» **Short problem**: Copy the data word for word, keeping every line.

*****

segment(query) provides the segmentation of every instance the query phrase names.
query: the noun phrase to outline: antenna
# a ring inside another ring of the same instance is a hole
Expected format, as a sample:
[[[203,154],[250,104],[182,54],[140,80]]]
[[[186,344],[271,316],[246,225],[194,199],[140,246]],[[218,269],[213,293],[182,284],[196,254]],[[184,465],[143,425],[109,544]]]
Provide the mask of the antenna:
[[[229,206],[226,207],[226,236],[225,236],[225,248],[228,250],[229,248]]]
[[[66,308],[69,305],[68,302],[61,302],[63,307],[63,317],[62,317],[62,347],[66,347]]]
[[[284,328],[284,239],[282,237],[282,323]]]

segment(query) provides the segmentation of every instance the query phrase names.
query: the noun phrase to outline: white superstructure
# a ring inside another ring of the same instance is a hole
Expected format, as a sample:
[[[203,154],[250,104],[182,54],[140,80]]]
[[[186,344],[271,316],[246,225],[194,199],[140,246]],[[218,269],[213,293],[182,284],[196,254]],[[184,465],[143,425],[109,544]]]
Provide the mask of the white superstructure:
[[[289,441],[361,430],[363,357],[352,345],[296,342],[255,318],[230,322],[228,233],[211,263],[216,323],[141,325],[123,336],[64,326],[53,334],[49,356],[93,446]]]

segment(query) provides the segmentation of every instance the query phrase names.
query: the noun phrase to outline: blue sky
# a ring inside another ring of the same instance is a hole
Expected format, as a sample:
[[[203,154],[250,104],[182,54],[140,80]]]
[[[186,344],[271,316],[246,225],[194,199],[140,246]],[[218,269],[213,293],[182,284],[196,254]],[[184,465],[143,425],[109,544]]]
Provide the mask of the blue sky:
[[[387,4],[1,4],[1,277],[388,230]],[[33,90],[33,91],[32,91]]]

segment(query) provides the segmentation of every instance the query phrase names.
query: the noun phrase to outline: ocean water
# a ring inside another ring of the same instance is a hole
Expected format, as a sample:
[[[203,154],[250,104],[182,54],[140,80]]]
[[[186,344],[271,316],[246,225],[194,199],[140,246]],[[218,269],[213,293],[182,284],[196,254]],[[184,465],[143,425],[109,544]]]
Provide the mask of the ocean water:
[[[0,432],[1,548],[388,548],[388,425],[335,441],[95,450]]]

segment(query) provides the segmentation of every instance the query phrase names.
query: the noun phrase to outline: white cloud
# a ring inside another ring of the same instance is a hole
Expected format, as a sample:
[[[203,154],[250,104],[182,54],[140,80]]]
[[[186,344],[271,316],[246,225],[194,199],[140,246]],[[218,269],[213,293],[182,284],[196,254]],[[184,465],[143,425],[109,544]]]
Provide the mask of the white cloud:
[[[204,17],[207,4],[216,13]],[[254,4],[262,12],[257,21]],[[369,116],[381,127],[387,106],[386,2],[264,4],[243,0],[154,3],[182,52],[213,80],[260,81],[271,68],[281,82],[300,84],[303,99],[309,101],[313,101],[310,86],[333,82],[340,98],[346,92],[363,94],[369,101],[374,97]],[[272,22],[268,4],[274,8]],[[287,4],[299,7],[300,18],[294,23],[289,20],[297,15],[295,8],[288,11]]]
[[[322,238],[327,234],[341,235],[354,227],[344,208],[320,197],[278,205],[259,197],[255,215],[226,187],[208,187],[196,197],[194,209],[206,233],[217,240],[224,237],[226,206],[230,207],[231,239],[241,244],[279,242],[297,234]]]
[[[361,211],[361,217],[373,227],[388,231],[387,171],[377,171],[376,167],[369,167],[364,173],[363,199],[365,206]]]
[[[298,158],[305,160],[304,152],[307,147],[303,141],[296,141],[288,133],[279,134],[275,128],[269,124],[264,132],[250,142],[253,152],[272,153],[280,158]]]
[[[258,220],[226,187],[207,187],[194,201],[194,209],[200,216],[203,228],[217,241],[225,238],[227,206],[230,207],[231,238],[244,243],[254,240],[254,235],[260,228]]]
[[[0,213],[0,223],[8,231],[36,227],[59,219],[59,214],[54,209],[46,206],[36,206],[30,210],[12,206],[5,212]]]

*****

» **Solution for this task**:
segment(query) provides the segmentation of every instance the query phrase names.
query: the noun phrase to outline: antenna
# a ring inside another ring of the same instance is a hole
Expected format, as a sample:
[[[203,154],[250,104],[182,54],[140,80]]]
[[[186,344],[271,316],[246,225],[194,199],[140,246]],[[218,269],[213,293],[182,284],[196,254]],[[184,465],[143,425],[109,544]]]
Provide the mask of the antenna:
[[[229,206],[226,207],[226,236],[225,236],[225,248],[228,250],[229,248]]]
[[[66,308],[69,305],[68,302],[61,302],[63,307],[63,317],[62,317],[62,347],[66,347]]]
[[[284,328],[284,239],[282,237],[282,323]]]

segment(query) provides the segmentation of every instance the query phrase names.
query: the noun phrase to outline: white superstructure
# a ring inside another ring of the same instance is a hole
Expected format, as a sample:
[[[203,154],[250,104],[182,54],[140,80]]]
[[[186,344],[271,316],[246,225],[194,199],[140,246]],[[218,269],[213,293],[182,284],[196,254]],[[184,465],[143,425],[109,544]]]
Provide the mask of the white superstructure:
[[[289,441],[361,430],[363,357],[352,345],[296,342],[255,318],[230,322],[228,233],[211,263],[216,323],[141,325],[123,336],[64,326],[53,334],[49,356],[93,446]]]

segment(query) provides the segmentation of every instance the query phrase names.
query: the noun phrase to outline: blue sky
# a ring inside another ring of the same instance is a hole
Expected format, as a sample:
[[[203,154],[250,104],[182,54],[140,80]]]
[[[186,344],[271,316],[246,225],[194,199],[140,246]],[[218,269],[213,293],[182,284],[196,254]],[[184,465],[143,425],[109,544]]]
Provide the mask of the blue sky:
[[[387,4],[1,4],[1,277],[388,230]],[[33,90],[33,91],[32,91]]]

segment(query) provides the segmentation of every instance the query phrase names.
query: the noun phrase to outline: ocean water
# a ring inside another ring of the same instance is a hole
Expected format, as a sample:
[[[203,154],[250,104],[182,54],[140,80]]]
[[[186,344],[271,316],[246,225],[194,199],[140,246]],[[218,269],[213,293],[182,284],[196,254]],[[184,465],[143,425],[109,544]]]
Provide the mask of the ocean water:
[[[0,432],[1,548],[388,548],[388,425],[335,441],[95,450]]]

segment(query) provides the segmentation of every instance the query phrase names.
query: the noun phrase to outline: white cloud
# a ring inside another ring of the same instance is a hole
Expected format, as a sample:
[[[203,154],[250,104],[182,54],[140,80]]]
[[[186,344],[271,316],[246,225],[194,199],[140,246]],[[218,269],[213,293],[182,284],[196,254]],[[184,465],[143,425],[109,544]]]
Provide the mask of the white cloud:
[[[204,17],[207,4],[216,13]],[[254,4],[262,12],[257,21]],[[369,116],[381,127],[387,106],[386,2],[264,4],[243,0],[154,3],[182,52],[213,80],[260,81],[271,68],[281,82],[300,84],[303,99],[309,101],[313,101],[310,86],[333,82],[340,98],[346,92],[363,94],[369,101],[374,97]],[[272,22],[268,4],[274,8]],[[287,4],[299,7],[300,18],[294,23],[289,20],[297,15],[295,8],[288,11]]]
[[[322,238],[327,234],[341,235],[354,227],[344,208],[320,197],[278,205],[259,197],[255,215],[226,187],[208,187],[196,197],[194,209],[206,233],[217,240],[224,237],[226,206],[230,207],[231,239],[241,244],[279,242],[297,234]]]
[[[361,211],[361,217],[373,227],[388,231],[387,171],[377,171],[376,167],[369,167],[364,173],[363,199],[365,206]]]
[[[298,158],[305,160],[304,152],[307,147],[303,141],[296,141],[288,133],[279,134],[275,128],[269,124],[264,132],[250,142],[253,152],[272,153],[280,158]]]
[[[258,220],[226,187],[207,187],[194,201],[194,209],[200,216],[203,228],[217,241],[225,238],[227,206],[230,207],[231,238],[244,243],[254,240],[254,235],[260,228]]]
[[[0,213],[0,223],[8,231],[36,227],[59,219],[59,214],[54,209],[46,206],[36,206],[30,210],[12,206],[5,212]]]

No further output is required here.